To access profiling records, you can query the `MetaDB`. Profiling records are available under the `profiling` table.

In [None]:
from pathlib import Path

from daglib.metadata import MetaDB

db = MetaDB()

In [None]:
db.query("""
SELECT *
FROM profiling
""")

### Drop all data from Metadata DB

In [None]:
db.drop()  # drops all files and directories in the metadata directory

list(Path("meta/profiling/").rglob("*.avro"))

db.query("""
SELECT *
FROM profiling
""")

### Conducting Analytics on Profiling Data

Records for all runs where profiling is enabled will be saved to the metadata directory. All records are loaded to the `profiling` table.

In [None]:
import time
import random

import daglib

for _ in range(5):  # create and run the DAG 5 times
    dag = daglib.Dag(name="example2", description="This is another example DAG", profile=True)


    @dag.task()
    def task_1():
        """Do some stuff"""
        time.sleep(random.randint(1, 3))
        return [1, 2, 3]


    @dag.task(final=True)
    def task_2(task_1):
        """Do some other stuff"""
        return list(map(lambda x: x * random.randint(1, 10), task_1))


    print(dag.run())

In [None]:
db = daglib.metadata.MetaDB()

db.query("""
SELECT AVG(task_runtime) AS avg_task_runtime
FROM profiling
""")

In [None]:
db.drop()

· · ·

• **Required task a**:
Edit the rows from the line containing "e.g. [(276, 104)]" down to the line containing "[(457, 251)]", replacing "saucer" with "plate" and keeping everything else the same.
The profiling notebook excerpt and the rows have nothing to do with each other.

· · ·

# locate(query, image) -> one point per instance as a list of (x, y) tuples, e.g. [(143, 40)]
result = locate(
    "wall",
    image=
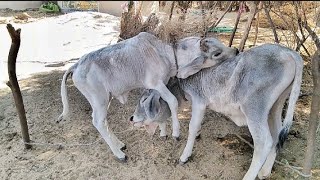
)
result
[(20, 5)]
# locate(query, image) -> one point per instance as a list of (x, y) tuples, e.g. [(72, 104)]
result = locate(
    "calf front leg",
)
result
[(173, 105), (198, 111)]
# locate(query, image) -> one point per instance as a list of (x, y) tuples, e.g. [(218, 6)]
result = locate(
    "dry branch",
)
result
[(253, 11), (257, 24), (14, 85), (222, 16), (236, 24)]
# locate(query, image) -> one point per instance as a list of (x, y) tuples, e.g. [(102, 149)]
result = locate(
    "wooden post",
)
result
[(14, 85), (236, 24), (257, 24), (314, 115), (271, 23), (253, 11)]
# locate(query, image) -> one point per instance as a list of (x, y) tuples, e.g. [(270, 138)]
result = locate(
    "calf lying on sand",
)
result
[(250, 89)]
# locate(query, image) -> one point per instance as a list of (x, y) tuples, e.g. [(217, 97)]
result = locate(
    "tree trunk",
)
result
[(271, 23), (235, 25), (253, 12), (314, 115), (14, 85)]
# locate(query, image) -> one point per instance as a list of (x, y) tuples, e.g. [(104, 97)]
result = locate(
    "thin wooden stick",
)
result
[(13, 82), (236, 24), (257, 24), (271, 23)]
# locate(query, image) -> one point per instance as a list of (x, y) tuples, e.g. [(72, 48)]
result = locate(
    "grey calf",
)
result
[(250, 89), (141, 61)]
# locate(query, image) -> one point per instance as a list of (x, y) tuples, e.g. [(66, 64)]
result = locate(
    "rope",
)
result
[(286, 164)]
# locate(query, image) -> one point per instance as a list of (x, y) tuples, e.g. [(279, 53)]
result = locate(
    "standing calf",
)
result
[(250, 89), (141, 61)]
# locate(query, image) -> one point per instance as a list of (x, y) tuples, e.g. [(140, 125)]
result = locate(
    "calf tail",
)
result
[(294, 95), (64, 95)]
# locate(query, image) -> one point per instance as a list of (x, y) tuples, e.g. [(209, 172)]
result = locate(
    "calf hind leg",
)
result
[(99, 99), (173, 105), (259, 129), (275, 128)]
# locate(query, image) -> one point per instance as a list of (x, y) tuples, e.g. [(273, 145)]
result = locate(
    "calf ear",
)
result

· · ·

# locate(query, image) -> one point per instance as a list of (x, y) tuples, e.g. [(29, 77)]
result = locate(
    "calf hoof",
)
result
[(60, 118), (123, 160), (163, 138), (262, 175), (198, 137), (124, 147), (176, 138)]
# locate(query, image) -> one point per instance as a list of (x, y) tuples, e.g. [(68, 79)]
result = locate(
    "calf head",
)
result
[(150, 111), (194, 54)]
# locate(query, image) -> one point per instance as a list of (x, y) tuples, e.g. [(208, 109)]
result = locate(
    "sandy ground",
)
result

· · ·

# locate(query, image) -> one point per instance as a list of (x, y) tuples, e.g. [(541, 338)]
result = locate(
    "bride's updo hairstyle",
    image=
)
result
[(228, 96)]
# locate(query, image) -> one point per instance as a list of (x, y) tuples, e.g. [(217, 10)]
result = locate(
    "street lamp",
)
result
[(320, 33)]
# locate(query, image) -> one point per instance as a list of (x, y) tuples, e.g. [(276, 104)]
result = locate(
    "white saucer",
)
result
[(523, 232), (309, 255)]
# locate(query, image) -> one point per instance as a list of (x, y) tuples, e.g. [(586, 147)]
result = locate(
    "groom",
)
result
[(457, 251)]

· · ·

• **Required task b**:
Print everything in the profiling notebook excerpt from "return [1, 2, 3]" down to "random.randint(1, 10), task_1))", unchanged.

• **Complete answer a**:
# locate(query, image) -> one point per instance as a list of (x, y) tuples, e.g. [(276, 104)]
result = locate(
    "white plate",
)
result
[(523, 232), (309, 255)]
# locate(query, image) -> one point per instance as a list of (x, y) tuples, e.g. [(586, 147)]
result = locate(
    "groom",
)
result
[(457, 251)]

• **Complete answer b**:
return [1, 2, 3]


    @dag.task(final=True)
    def task_2(task_1):
        """Do some other stuff"""
        return list(map(lambda x: x * random.randint(1, 10), task_1))